- [What you will do]: Please copy the lines below word for word, omitting the picture from your copy.

━━ Records provided

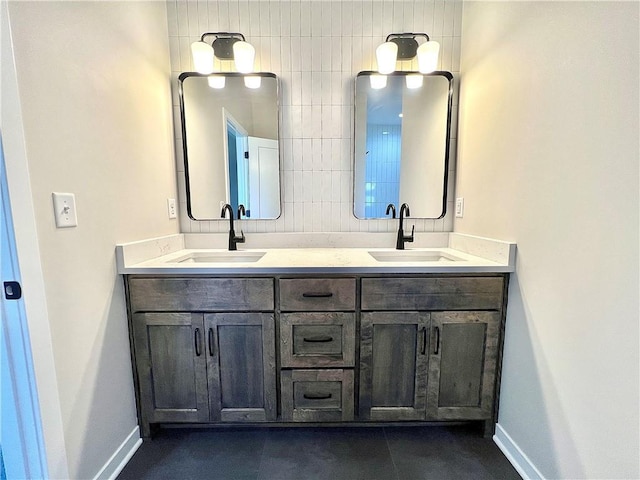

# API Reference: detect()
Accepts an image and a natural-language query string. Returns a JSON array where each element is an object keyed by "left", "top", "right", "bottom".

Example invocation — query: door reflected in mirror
[
  {"left": 354, "top": 72, "right": 453, "bottom": 219},
  {"left": 179, "top": 73, "right": 280, "bottom": 220}
]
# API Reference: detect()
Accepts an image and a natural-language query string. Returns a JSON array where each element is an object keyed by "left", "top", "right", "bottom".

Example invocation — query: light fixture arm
[
  {"left": 385, "top": 32, "right": 429, "bottom": 42},
  {"left": 386, "top": 32, "right": 429, "bottom": 60},
  {"left": 200, "top": 32, "right": 246, "bottom": 60}
]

━━━━

- [Written solution]:
# API Reference: detect()
Accepts an image and a natural-language query string. Returns a JSON array where each element is an object keyed by "left", "top", "right", "bottom".

Example invocation — query: door reflected in mirror
[
  {"left": 354, "top": 72, "right": 453, "bottom": 219},
  {"left": 179, "top": 73, "right": 280, "bottom": 220}
]
# API Reference: detect()
Accepts an image and a natural-language query string. Returns a JSON array where each element is an object keyed by "left", "top", "right", "bottom".

Example invocation — query: light fixture arm
[
  {"left": 385, "top": 32, "right": 429, "bottom": 42},
  {"left": 386, "top": 32, "right": 429, "bottom": 60},
  {"left": 200, "top": 32, "right": 246, "bottom": 60}
]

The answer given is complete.